START Entries supplied

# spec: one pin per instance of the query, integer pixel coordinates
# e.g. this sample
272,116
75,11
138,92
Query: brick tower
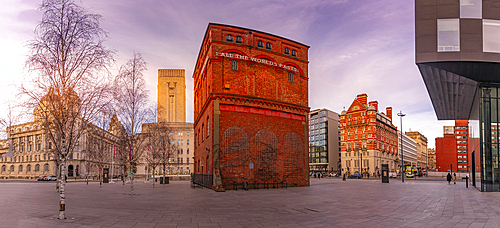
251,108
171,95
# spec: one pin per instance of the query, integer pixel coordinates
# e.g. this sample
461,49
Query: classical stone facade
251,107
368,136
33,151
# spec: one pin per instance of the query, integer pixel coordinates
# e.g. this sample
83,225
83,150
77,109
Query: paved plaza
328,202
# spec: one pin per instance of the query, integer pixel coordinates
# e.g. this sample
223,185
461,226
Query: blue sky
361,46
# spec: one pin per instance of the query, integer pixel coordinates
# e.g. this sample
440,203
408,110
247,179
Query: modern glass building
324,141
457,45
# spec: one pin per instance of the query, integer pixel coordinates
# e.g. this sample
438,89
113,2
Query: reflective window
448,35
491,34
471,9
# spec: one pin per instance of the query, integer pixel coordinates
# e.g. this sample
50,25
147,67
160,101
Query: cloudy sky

END Entries supplied

Written problem: Copy every line of the records above without changing anything, and leave the pictures out.

Solved problem:
# spec: one pin per instance of the query, integer pixel coordinates
# e.g. this sample
272,116
75,11
138,92
Query: brick tower
251,108
171,95
# spec: one pin per instance of the query, integer pixel coordinates
# e.g. this sample
461,49
Query: classical stone facade
251,107
368,136
33,151
# spec: one pin per instance of the query, integer pixel coordinates
# e.g. this sample
83,225
83,150
77,109
Query: paved plaza
328,202
# spec: one pin per instance of the query, integer pixel coordinates
# e.g. this sample
223,185
461,226
Query: blue sky
361,46
# spec: one pin per instance of the query, integer pixel coordinates
# e.g. this sample
440,203
408,110
247,179
Query: modern glass building
324,141
457,45
# spec: one pin per instance of the query, integer pixel coordinates
# e.g. this sample
438,89
113,2
Query: reflective window
448,35
491,34
471,9
# spec: one pin per instance of the query, integer pixel coordinates
# e.g. this sample
50,25
147,67
160,101
Query: cloudy sky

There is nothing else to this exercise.